Opdrachten ::
**A)** Herschrijf het deel van de uitspraak dat begint bij "Tussenuitspraak inzake belastingaanslagen" en eindigt na "privé zijn overgegaan.". Vervang daarin "landbouwonderneming" door "agrarische onderneming".
**B)** Geef bij elke bewering aan of die klopt met de uitspraak, met ja of nee en de woorden uit de uitspraak die de doorslag geven. (i) Eiser heeft zijn agrarische onderneming per 1 januari 2003 gestaakt. (ii) De rechtbank oordeelt dat de landbouwgronden en de huiskavel tot het ondernemingsvermogen zijn blijven behoren. (iii) De uitspraak is gedateerd 2 juli 2014.

++++ Aangeleverde tekst

ECLI:NL:RBGEL:2014:4038

Rechtbank Gelderland

Datum uitspraak
4 maart 2014
Publicatiedatum
2 juli 2014
Zaaknummer
AWB-12_3798 en 12_3799tussenuitspraak
Instantie
Rechtbank Gelderland
Type
Uitspraak
Rechtsgebied
Bestuursrecht; Belastingrecht
Procedures
  • Eerste aanleg - meervoudig
Vindplaatsen
  • Rechtspraak.nl
AI samenvatting door LexboostAutomatisch gegenereerd

Tussenuitspraak inzake belastingaanslagen en resultaat uit overige werkzaamheden na staking van landbouwonderneming

In deze tussenuitspraak van de Rechtbank Gelderland, gedateerd 4 maart 2014, staat de fiscale behandeling van de staking van een landbouwonderneming centraal. Eiser, die zijn agrarische onderneming per 1 januari 2003 heeft gestaakt, heeft belastingaanslagen ontvangen van de inspecteur van de Belastingdienst. De rechtbank behandelt de vraag of de landbouwgronden en de huiskavel na de staking tot het ondernemingsvermogen van eiser zijn blijven behoren. De inspecteur stelt dat dit het geval is, terwijl eiser betoogt dat de activa in 2002 naar privé zijn overgegaan.

De rechtbank oordeelt dat de inspecteur niet aannemelijk heeft gemaakt dat de activa na de staking tot het ondernemingsvermogen zijn blijven behoren. De rechtbank wijst erop dat bij de staking van een onderneming de activa in principe naar het privévermogen overgaan, tenzij er sprake is van specifieke omstandigheden die een uitzondering rechtvaardigen. De rechtbank concludeert dat de landbouwgronden en de huiskavel niet tot het ondernemingsvermogen zijn blijven behoren, en dat de boekwinst in 2002 in de belastingheffing had moeten worden betrokken.

++++++++
++++ Aangeleverde vermeldingen

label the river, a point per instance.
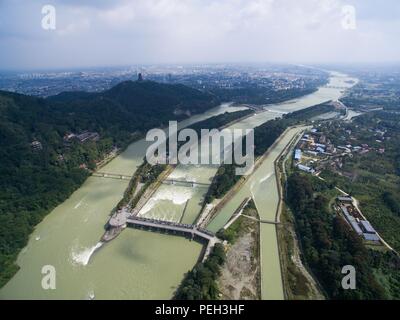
(141, 264)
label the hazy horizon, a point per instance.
(145, 32)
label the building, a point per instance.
(305, 168)
(297, 155)
(371, 237)
(367, 227)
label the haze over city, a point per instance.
(112, 33)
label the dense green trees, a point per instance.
(328, 243)
(200, 282)
(34, 181)
(264, 137)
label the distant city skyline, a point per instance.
(122, 33)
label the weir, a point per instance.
(187, 229)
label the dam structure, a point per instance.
(124, 218)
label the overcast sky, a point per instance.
(128, 32)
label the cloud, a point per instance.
(176, 31)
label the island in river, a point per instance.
(140, 264)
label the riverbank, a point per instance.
(298, 283)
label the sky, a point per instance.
(92, 33)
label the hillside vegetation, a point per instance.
(35, 180)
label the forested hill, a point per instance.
(47, 145)
(134, 105)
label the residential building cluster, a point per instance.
(346, 208)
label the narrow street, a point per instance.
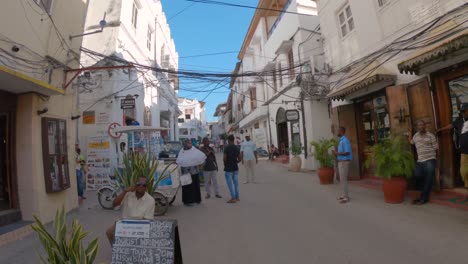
(290, 218)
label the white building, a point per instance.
(136, 33)
(192, 121)
(392, 63)
(37, 131)
(286, 52)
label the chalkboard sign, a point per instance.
(145, 241)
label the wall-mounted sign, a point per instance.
(127, 103)
(89, 118)
(292, 115)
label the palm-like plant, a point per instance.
(392, 158)
(62, 247)
(141, 165)
(322, 152)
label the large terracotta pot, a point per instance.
(326, 175)
(295, 164)
(394, 190)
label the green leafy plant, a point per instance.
(392, 158)
(322, 152)
(142, 165)
(62, 246)
(295, 149)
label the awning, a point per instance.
(18, 83)
(370, 75)
(438, 56)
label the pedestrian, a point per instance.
(190, 193)
(426, 148)
(249, 158)
(136, 204)
(210, 170)
(344, 155)
(460, 127)
(231, 170)
(80, 162)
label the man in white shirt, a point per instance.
(249, 159)
(136, 203)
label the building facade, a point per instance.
(192, 122)
(117, 90)
(37, 128)
(393, 63)
(284, 103)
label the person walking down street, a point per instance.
(136, 204)
(80, 163)
(210, 170)
(231, 170)
(344, 155)
(189, 161)
(426, 148)
(460, 127)
(249, 159)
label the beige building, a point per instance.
(37, 132)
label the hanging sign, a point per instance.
(292, 115)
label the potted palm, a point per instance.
(325, 158)
(393, 162)
(295, 164)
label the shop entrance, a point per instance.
(282, 131)
(452, 93)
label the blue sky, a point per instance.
(203, 29)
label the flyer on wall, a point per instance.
(99, 163)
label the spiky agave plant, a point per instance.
(141, 165)
(322, 153)
(62, 246)
(392, 158)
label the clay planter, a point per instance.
(394, 190)
(326, 175)
(295, 164)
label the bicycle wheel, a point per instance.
(161, 204)
(105, 197)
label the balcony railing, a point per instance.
(278, 19)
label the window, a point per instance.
(149, 38)
(253, 98)
(134, 15)
(382, 2)
(291, 65)
(44, 4)
(55, 158)
(346, 20)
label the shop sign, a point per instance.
(292, 115)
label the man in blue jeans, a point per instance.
(231, 170)
(426, 148)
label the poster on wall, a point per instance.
(98, 162)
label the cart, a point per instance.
(145, 139)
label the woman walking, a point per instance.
(189, 160)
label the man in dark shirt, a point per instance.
(231, 170)
(210, 169)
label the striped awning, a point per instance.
(361, 77)
(450, 49)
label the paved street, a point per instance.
(290, 218)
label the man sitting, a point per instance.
(136, 203)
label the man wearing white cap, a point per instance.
(249, 159)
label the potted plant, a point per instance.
(65, 246)
(395, 163)
(295, 164)
(326, 159)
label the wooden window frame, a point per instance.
(60, 154)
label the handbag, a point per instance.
(185, 179)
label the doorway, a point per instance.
(282, 131)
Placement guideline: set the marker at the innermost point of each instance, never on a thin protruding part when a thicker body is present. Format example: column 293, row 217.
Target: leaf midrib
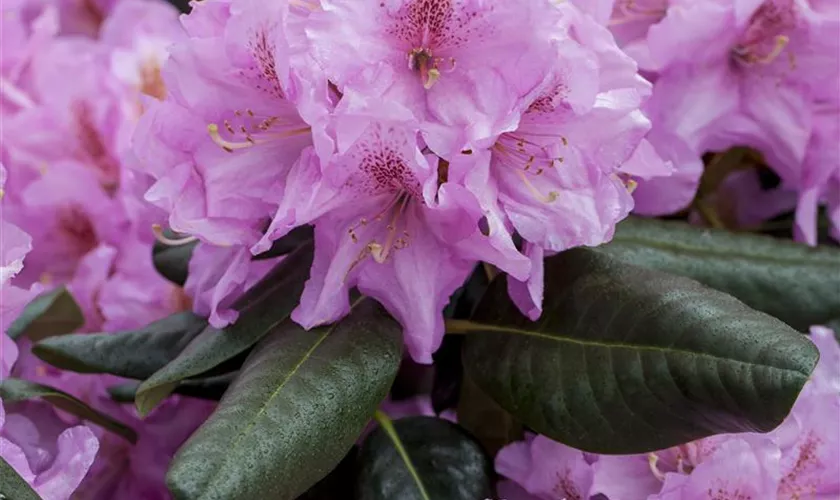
column 620, row 345
column 725, row 254
column 268, row 400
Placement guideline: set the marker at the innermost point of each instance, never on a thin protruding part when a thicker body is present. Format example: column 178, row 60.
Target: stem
column 385, row 422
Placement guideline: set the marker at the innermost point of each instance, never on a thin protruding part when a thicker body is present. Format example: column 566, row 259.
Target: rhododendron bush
column 420, row 249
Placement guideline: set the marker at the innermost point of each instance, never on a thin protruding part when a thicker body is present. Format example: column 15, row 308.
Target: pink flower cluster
column 417, row 136
column 755, row 73
column 72, row 83
column 798, row 460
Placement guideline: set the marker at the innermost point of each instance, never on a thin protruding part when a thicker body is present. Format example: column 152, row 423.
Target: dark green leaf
column 299, row 403
column 173, row 262
column 124, row 393
column 793, row 282
column 211, row 388
column 262, row 308
column 13, row 389
column 627, row 360
column 135, row 354
column 492, row 426
column 12, row 486
column 51, row 313
column 423, row 458
column 296, row 238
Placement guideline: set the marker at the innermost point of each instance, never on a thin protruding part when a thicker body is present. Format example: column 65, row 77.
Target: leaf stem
column 385, row 422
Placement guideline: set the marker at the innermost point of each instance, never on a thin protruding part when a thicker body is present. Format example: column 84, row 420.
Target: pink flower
column 68, row 216
column 47, row 453
column 14, row 246
column 123, row 470
column 563, row 176
column 218, row 276
column 460, row 67
column 797, row 460
column 761, row 74
column 385, row 234
column 545, row 469
column 24, row 29
column 141, row 32
column 388, row 220
column 743, row 467
column 82, row 119
column 221, row 144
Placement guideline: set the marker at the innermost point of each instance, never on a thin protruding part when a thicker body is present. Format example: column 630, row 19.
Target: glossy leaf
column 299, row 403
column 793, row 282
column 627, row 360
column 173, row 262
column 13, row 389
column 262, row 308
column 210, row 388
column 12, row 486
column 51, row 313
column 135, row 354
column 491, row 426
column 423, row 458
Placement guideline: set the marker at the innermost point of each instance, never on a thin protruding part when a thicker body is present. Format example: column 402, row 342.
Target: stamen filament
column 552, row 195
column 228, row 146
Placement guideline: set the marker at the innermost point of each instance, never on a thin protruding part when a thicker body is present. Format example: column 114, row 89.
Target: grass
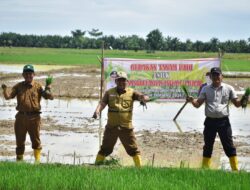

++++++++

De antwoorden ::
**A)**
Tussenuitspraak inzake belastingaanslagen en resultaat uit overige werkzaamheden na staking van agrarische onderneming

In deze tussenuitspraak van de Rechtbank Gelderland, gedateerd 4 maart 2014, staat de fiscale behandeling van de staking van een agrarische onderneming centraal. Eiser, die zijn agrarische onderneming per 1 januari 2003 heeft gestaakt, heeft belastingaanslagen ontvangen van de inspecteur van de Belastingdienst. De rechtbank behandelt de vraag of de landbouwgronden en de huiskavel na de staking tot het ondernemingsvermogen van eiser zijn blijven behoren. De inspecteur stelt dat dit het geval is, terwijl eiser betoogt dat de activa in 2002 naar privé zijn overgegaan.

**B)**
(i) Ja: "die zijn agrarische onderneming per 1 januari 2003 heeft gestaakt".
(ii) Nee: "De rechtbank concludeert dat de landbouwgronden en de huiskavel niet tot het ondernemingsvermogen zijn blijven behoren".
(iii) Nee: "gedateerd 4 maart 2014".